Brief
Arrange the stretch of the material from the line containing "Practice step: locate the tent" through its final line as a numbered list, leaving out any blank lines.

Records to process

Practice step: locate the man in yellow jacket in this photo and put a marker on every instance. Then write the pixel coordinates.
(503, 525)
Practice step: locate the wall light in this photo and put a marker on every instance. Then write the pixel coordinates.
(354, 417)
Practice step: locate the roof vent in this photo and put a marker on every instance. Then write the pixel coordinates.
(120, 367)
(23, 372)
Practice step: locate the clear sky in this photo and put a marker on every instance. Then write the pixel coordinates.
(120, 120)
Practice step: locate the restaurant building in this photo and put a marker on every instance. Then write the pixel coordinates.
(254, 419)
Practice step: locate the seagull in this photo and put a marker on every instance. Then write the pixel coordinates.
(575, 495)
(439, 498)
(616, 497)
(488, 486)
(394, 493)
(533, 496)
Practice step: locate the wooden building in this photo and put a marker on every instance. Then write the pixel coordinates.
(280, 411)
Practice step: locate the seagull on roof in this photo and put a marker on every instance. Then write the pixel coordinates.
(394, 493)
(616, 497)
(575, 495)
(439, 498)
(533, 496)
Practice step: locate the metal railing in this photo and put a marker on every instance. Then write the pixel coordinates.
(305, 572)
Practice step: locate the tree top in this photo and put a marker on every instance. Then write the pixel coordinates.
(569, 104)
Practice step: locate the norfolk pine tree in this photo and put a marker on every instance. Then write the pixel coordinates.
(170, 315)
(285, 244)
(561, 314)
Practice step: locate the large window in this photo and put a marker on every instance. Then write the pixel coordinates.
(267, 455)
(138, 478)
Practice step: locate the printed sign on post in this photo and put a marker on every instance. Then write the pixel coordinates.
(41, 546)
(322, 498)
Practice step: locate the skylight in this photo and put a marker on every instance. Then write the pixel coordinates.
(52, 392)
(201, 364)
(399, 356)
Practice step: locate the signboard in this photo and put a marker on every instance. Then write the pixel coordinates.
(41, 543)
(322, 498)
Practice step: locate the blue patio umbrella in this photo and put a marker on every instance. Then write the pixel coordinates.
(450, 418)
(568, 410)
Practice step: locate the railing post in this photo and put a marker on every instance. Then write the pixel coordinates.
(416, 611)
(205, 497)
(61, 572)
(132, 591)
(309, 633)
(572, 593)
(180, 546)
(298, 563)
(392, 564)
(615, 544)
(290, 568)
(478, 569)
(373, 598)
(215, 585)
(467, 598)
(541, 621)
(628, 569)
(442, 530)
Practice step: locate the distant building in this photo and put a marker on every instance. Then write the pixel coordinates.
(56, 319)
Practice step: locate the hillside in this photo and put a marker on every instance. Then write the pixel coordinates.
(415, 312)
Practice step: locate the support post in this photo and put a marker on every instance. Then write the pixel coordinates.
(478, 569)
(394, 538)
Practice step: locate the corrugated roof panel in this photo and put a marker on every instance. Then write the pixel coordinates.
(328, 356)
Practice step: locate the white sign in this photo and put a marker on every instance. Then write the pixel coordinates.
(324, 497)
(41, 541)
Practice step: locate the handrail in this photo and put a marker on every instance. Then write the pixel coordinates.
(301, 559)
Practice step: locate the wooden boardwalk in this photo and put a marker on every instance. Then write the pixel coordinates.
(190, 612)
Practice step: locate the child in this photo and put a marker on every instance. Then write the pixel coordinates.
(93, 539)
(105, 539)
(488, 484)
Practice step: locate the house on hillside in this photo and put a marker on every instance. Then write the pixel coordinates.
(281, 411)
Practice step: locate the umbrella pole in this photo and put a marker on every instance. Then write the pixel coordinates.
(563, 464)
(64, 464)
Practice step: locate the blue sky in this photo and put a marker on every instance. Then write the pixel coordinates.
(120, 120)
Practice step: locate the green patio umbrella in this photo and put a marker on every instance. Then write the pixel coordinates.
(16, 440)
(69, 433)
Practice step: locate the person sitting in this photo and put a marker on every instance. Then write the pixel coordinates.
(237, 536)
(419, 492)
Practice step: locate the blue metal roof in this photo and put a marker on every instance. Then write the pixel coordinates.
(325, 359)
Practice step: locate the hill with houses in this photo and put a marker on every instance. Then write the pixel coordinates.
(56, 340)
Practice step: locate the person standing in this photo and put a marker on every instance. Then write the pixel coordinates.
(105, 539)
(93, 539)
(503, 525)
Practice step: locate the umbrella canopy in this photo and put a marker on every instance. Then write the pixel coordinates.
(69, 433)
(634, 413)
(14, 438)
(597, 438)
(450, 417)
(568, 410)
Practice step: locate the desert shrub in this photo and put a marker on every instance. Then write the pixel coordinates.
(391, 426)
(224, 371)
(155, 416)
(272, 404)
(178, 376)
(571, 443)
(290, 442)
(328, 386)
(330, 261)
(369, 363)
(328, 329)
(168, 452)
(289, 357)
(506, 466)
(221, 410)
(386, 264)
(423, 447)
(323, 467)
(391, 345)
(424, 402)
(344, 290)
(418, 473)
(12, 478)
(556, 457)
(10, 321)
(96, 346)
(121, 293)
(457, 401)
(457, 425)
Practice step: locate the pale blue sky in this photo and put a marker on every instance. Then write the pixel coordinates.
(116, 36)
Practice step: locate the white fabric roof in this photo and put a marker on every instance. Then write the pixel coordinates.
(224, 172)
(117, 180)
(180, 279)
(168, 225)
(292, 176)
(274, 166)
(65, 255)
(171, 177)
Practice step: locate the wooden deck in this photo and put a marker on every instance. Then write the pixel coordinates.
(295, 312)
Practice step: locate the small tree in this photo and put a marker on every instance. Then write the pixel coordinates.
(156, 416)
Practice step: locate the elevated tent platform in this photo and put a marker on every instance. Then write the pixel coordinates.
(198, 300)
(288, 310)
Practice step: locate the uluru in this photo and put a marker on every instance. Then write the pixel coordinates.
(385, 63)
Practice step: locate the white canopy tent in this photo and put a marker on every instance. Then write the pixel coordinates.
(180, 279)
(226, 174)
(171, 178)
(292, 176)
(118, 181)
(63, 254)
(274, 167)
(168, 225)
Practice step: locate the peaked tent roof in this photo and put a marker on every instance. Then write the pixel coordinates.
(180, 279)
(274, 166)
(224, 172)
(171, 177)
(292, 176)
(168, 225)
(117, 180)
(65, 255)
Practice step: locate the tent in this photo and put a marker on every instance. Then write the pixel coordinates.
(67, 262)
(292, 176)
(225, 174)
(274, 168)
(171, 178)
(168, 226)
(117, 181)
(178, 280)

Final result
1. Practice step: locate the tent in this photo and put a marker on every instance. Then write the pixel coordinates.
2. (67, 262)
3. (292, 176)
4. (225, 174)
5. (274, 168)
6. (171, 178)
7. (168, 226)
8. (117, 181)
9. (178, 280)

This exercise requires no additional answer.